## Required task
Reproduce the data from the line with "Target: concrete sidewalk" up to and including the line with "[(0, 119), (0, 141), (256, 153), (256, 125)]", swapping "even-odd rule" for "nonzero winding rule" and leaving everything else unchanged.

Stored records
- - -
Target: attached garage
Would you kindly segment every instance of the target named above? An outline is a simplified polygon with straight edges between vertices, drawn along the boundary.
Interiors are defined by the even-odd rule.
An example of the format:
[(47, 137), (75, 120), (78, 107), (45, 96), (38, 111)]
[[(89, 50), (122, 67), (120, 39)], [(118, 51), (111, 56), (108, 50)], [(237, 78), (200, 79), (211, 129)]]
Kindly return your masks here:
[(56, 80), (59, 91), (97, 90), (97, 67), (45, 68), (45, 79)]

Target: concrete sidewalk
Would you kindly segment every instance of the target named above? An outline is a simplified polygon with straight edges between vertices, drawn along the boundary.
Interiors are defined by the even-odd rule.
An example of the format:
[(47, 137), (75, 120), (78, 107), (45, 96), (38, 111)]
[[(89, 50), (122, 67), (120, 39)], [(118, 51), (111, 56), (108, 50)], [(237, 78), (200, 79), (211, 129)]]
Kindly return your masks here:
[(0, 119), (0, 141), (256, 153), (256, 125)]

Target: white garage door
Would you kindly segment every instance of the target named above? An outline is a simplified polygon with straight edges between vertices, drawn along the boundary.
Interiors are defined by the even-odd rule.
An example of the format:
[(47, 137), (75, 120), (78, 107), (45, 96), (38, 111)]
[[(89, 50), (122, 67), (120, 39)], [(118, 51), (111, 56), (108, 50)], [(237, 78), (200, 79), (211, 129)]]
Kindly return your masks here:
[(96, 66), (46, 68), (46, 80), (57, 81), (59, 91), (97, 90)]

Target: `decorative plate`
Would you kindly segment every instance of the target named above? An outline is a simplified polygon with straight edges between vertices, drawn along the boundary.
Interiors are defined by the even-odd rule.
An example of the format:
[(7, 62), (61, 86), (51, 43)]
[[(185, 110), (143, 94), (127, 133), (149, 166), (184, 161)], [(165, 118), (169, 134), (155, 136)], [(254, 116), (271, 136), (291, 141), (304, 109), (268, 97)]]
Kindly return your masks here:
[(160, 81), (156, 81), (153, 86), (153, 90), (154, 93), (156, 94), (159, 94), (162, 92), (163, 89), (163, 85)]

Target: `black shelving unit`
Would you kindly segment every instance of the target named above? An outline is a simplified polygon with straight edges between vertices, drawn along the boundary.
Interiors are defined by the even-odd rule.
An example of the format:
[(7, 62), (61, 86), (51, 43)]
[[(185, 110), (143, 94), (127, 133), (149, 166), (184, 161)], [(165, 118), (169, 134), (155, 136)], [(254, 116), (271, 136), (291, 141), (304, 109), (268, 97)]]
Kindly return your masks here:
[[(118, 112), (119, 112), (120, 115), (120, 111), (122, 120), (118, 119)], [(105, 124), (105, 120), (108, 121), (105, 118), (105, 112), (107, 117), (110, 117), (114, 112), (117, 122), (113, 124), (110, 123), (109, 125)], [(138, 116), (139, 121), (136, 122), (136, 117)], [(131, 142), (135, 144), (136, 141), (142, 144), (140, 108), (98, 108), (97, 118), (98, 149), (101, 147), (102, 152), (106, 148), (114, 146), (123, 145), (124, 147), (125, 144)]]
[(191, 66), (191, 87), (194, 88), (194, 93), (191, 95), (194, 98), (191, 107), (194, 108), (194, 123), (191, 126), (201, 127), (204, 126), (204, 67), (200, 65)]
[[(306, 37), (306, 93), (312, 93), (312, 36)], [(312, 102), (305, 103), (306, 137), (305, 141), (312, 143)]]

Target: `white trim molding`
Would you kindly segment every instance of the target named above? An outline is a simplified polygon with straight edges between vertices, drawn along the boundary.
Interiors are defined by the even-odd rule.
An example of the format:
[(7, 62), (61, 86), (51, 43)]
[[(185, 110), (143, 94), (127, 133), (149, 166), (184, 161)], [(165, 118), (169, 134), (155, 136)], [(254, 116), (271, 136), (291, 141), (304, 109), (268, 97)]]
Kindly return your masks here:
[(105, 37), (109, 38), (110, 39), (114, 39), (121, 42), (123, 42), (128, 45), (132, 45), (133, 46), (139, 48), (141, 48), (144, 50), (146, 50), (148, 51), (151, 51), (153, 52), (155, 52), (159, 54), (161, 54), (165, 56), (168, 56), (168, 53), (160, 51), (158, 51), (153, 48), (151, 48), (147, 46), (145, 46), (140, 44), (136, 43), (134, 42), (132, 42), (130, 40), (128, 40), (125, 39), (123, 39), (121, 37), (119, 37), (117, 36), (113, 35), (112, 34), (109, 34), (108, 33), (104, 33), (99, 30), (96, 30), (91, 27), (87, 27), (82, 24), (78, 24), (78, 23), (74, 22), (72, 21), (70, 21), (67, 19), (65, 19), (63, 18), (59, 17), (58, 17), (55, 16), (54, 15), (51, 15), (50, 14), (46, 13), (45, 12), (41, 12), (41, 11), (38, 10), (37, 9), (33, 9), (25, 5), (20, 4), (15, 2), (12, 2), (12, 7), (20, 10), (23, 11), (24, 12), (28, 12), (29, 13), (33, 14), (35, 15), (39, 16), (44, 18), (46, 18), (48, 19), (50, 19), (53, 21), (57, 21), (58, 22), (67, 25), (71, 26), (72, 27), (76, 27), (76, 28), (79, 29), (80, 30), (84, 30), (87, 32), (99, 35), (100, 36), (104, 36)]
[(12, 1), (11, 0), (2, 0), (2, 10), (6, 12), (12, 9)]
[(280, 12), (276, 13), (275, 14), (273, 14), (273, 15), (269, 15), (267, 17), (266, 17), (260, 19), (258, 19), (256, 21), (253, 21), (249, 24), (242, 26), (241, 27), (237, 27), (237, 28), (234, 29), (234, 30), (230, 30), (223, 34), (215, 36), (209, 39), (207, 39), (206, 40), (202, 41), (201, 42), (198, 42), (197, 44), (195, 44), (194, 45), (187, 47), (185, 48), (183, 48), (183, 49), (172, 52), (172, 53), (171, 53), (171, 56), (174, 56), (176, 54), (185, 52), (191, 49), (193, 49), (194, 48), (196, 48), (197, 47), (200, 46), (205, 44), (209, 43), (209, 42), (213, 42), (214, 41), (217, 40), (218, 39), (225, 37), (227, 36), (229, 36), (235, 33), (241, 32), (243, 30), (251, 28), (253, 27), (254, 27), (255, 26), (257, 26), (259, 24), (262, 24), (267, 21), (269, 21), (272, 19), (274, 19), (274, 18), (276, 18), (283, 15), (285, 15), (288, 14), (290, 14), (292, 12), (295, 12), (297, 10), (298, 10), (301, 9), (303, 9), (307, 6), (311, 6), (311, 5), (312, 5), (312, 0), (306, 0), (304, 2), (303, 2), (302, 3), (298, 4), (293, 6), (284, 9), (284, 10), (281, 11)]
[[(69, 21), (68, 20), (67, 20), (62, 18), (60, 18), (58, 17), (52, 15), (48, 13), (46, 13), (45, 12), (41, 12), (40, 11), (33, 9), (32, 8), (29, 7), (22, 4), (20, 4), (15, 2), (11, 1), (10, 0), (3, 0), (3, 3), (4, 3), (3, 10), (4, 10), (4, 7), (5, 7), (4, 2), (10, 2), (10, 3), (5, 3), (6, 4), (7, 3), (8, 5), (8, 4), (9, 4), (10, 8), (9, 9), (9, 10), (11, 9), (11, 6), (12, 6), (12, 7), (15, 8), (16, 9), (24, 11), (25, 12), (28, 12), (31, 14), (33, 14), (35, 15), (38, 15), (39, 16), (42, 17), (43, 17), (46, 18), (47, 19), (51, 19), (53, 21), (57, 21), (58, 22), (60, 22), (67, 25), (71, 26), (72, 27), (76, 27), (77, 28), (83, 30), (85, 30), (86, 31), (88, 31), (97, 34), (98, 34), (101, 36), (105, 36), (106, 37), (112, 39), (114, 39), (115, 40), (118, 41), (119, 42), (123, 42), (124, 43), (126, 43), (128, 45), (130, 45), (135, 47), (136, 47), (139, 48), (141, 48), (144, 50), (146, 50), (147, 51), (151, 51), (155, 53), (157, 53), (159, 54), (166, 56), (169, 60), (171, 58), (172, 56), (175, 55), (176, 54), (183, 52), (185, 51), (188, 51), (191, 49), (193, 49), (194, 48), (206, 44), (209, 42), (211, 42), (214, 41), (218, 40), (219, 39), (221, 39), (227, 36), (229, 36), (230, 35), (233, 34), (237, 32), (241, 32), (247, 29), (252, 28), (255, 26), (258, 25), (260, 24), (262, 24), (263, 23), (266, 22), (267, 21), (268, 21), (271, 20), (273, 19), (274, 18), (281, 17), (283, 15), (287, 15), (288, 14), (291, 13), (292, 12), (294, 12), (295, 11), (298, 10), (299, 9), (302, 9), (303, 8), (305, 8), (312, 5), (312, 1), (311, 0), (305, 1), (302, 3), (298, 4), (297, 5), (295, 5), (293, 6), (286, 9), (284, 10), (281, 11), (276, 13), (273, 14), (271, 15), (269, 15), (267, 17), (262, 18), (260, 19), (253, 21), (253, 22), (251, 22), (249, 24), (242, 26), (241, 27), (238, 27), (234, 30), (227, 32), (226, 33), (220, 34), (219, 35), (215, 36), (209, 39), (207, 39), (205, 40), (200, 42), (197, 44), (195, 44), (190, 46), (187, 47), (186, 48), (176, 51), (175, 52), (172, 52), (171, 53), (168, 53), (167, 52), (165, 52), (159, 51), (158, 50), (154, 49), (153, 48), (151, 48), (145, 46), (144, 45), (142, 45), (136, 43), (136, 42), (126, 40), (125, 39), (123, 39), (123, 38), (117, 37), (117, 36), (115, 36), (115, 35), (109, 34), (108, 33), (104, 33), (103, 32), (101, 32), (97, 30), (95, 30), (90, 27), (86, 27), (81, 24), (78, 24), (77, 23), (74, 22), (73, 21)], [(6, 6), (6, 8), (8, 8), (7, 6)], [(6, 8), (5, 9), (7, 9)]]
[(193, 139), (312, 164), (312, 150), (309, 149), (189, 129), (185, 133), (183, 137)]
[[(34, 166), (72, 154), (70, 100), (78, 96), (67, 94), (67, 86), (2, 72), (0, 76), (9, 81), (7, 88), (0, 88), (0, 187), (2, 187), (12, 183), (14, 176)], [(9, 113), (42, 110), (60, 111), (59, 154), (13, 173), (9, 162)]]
- - -
## Correct result
Target: concrete sidewalk
Would you kindly segment every instance of the target named above? An outline is a simplified polygon with straight edges between vertices, drawn along the boundary.
Interiors are defined by the nonzero winding rule.
An example of the format:
[(47, 137), (75, 120), (78, 107), (45, 96), (38, 111)]
[[(89, 50), (122, 67), (120, 39)], [(118, 51), (111, 56), (108, 50)], [(237, 78), (200, 79), (211, 129)]]
Kindly return your masks here:
[(0, 119), (0, 141), (256, 153), (256, 125)]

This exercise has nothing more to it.